### SELECTED PASSAGE
• • • • • • •
We mimic the behavior we’ve seen and perpetuate the behavior we’ve experienced.
|Members of Swayze's Sweethearts:|
Ronnye Boone, Deborah Carter,
and Megan Whitlow
How many times a day do you take unconscious action based on how your parents, “Cut the roast”? Do you drive American or foreign? Do you attend church? Volunteer? Yell or sulk when angry? Do you wear seat belts? Jewelry? Plaid? We spend a great deal of our lives, “Cutting the roast”.
When I wash dishes I utilize an order to the process. First washed are glasses, then silverware, then plates, and finally pots and pans. There’s a logic to the system - the water is cleanest at the beginning so you wash items from least dirty to dirtiest. It’s so ingrained I don’t even think about the process until I watch my husband wash dishes in his own way. Then… I have to consciously remind myself that the outcome is the important thing.
• • • • • • •
### SUPPLIED DATA
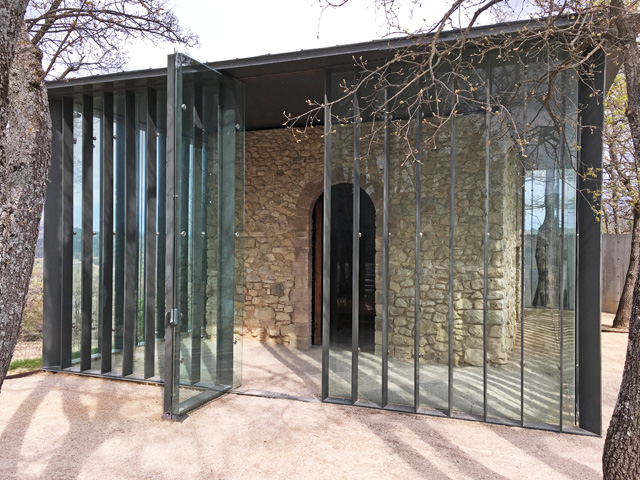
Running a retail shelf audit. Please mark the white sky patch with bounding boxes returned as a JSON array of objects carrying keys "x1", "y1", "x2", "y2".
[{"x1": 128, "y1": 0, "x2": 449, "y2": 70}]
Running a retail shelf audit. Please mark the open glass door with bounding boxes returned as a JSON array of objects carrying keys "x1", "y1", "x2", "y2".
[{"x1": 164, "y1": 54, "x2": 244, "y2": 417}]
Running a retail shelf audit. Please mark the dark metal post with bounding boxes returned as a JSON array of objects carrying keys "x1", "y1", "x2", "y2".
[
  {"x1": 60, "y1": 97, "x2": 73, "y2": 368},
  {"x1": 42, "y1": 98, "x2": 64, "y2": 368},
  {"x1": 164, "y1": 51, "x2": 180, "y2": 416},
  {"x1": 351, "y1": 88, "x2": 360, "y2": 403},
  {"x1": 413, "y1": 101, "x2": 422, "y2": 412},
  {"x1": 448, "y1": 114, "x2": 456, "y2": 416},
  {"x1": 382, "y1": 88, "x2": 391, "y2": 408},
  {"x1": 322, "y1": 71, "x2": 332, "y2": 400},
  {"x1": 122, "y1": 90, "x2": 138, "y2": 377},
  {"x1": 80, "y1": 95, "x2": 94, "y2": 371},
  {"x1": 577, "y1": 51, "x2": 606, "y2": 435},
  {"x1": 216, "y1": 79, "x2": 236, "y2": 387},
  {"x1": 482, "y1": 69, "x2": 492, "y2": 422},
  {"x1": 100, "y1": 92, "x2": 113, "y2": 373},
  {"x1": 144, "y1": 88, "x2": 158, "y2": 378}
]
• • • • • • •
### EXERCISE SET
[a] Rewrite the part of the essay on family habits starting at "When I wash" and ending at "the important thing.", changing "silverware" to "cutlery".
[b] According to the essay on family habits, in what order does the writer wash dishes?

### SOLVED PROBLEMS
[a]
When I wash dishes I utilize an order to the process. First washed are glasses, then cutlery, then plates, and finally pots and pans. There’s a logic to the system - the water is cleanest at the beginning so you wash items from least dirty to dirtiest. It’s so ingrained I don’t even think about the process until I watch my husband wash dishes in his own way. Then… I have to consciously remind myself that the outcome is the important thing.

[b] Glasses first, then silverware, then plates, and finally pots and pans.